### EXTRACTED ENTRIES
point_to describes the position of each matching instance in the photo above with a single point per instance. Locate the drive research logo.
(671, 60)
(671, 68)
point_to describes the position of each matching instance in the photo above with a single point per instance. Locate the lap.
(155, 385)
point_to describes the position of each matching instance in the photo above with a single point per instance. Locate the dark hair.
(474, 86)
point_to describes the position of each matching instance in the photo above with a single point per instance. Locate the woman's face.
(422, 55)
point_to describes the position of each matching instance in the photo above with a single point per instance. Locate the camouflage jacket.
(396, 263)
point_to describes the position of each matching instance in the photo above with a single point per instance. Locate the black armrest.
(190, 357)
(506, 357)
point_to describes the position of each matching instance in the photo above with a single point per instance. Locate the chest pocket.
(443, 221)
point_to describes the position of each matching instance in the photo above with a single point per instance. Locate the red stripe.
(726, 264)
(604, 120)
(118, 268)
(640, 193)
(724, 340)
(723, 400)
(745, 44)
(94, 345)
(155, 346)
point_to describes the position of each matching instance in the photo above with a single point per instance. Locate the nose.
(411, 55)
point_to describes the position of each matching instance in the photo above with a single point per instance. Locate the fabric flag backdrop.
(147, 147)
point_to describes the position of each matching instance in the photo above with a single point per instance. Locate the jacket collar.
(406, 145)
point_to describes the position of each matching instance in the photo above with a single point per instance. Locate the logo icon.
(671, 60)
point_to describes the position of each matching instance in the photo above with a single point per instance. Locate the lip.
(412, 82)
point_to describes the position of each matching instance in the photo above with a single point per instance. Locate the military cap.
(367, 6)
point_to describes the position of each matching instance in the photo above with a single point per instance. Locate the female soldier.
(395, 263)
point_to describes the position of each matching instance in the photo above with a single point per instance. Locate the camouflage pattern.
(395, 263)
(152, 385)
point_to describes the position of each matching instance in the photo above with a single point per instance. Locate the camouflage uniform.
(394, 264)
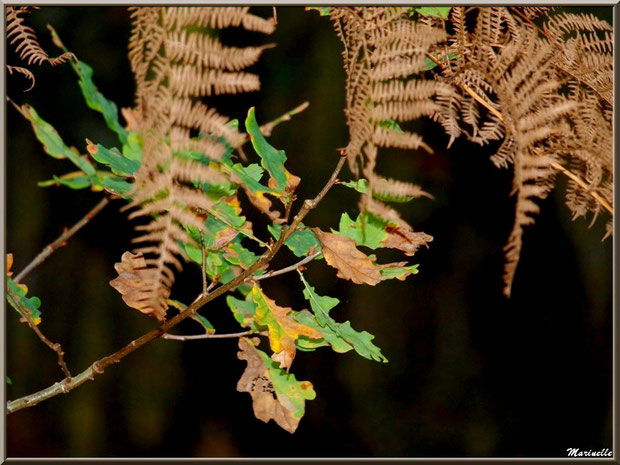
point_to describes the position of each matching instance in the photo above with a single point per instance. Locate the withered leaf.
(340, 252)
(275, 394)
(134, 282)
(405, 239)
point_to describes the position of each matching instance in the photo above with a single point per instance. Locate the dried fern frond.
(510, 79)
(24, 72)
(175, 64)
(383, 52)
(27, 44)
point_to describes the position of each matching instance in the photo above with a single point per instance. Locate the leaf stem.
(54, 346)
(175, 337)
(61, 241)
(98, 367)
(292, 267)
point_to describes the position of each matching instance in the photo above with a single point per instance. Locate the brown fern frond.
(510, 79)
(383, 52)
(175, 64)
(27, 44)
(24, 72)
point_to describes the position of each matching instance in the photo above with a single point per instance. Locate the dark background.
(470, 373)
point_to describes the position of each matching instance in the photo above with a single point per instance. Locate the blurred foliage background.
(470, 373)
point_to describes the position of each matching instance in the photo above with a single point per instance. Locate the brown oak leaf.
(405, 239)
(134, 282)
(340, 252)
(257, 381)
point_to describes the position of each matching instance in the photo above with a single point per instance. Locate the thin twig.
(54, 346)
(292, 267)
(98, 367)
(195, 337)
(62, 240)
(266, 129)
(203, 268)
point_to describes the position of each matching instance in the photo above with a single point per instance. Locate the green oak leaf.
(271, 159)
(53, 143)
(361, 186)
(337, 335)
(321, 305)
(276, 394)
(30, 304)
(441, 12)
(398, 272)
(113, 158)
(243, 311)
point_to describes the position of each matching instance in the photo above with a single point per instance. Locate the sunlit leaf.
(30, 304)
(243, 311)
(275, 393)
(271, 159)
(112, 158)
(321, 305)
(441, 12)
(367, 230)
(398, 272)
(283, 331)
(53, 143)
(301, 242)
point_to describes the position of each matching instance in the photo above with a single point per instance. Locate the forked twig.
(54, 346)
(68, 384)
(292, 267)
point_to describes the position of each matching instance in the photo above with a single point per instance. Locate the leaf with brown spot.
(275, 394)
(283, 330)
(340, 253)
(134, 282)
(405, 239)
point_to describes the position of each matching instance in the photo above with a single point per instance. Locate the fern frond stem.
(24, 72)
(54, 346)
(584, 186)
(482, 102)
(61, 241)
(204, 264)
(98, 367)
(570, 73)
(292, 267)
(556, 166)
(195, 337)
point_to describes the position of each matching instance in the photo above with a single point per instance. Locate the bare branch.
(61, 241)
(292, 267)
(98, 367)
(54, 346)
(175, 337)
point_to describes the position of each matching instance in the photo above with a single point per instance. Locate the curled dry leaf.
(134, 282)
(405, 239)
(275, 394)
(340, 252)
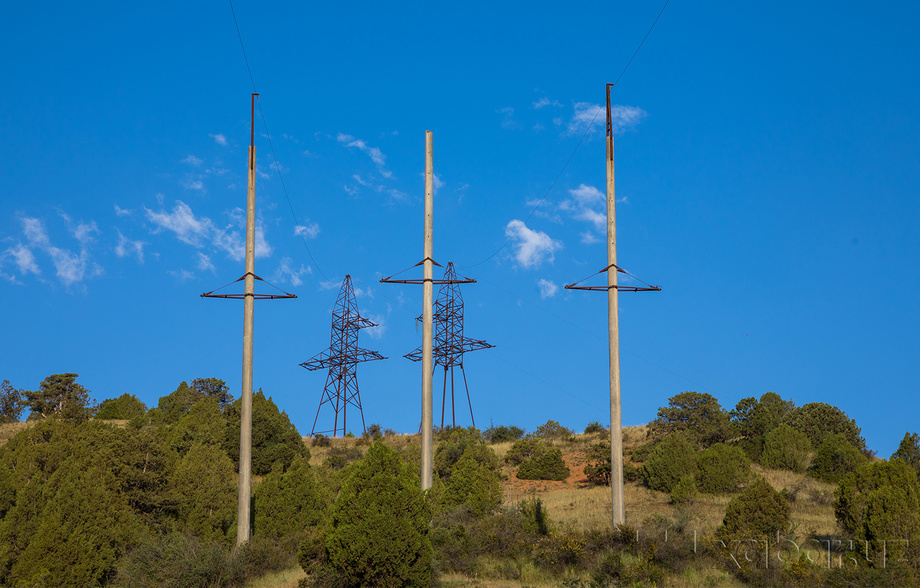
######
• _WHAT TO WORK ON_: Start at the line containing "the forked twig." and continue to the end of the entries. Reproduce those lines with "Locate" changed to "Find" and nothing else altered, leaving the pictures out.

• _SOLUTION BELOW_:
point_to describes the position of each matching instance in the photo above with a single point per instance. Find the forked twig.
(54, 346)
(68, 384)
(292, 267)
point_to describes the position of each matching instance in the photo above with a single point per instance. Find the leaf with brown spot.
(275, 394)
(283, 330)
(340, 253)
(134, 282)
(405, 239)
point_to describes the position of each matching instance in the photo above with a single point per instance. Find the fern frond stem.
(24, 72)
(54, 346)
(584, 186)
(482, 102)
(61, 241)
(204, 264)
(98, 367)
(570, 73)
(292, 267)
(556, 166)
(195, 337)
point_to describes the position of each matching instance in the photo above with a single point per instance. Find the bare branch.
(61, 241)
(292, 267)
(98, 367)
(54, 346)
(175, 337)
point_to describes the position of each matching instance in the photo above with a single point per instance. Find the curled dry leaf.
(134, 282)
(405, 239)
(275, 394)
(340, 252)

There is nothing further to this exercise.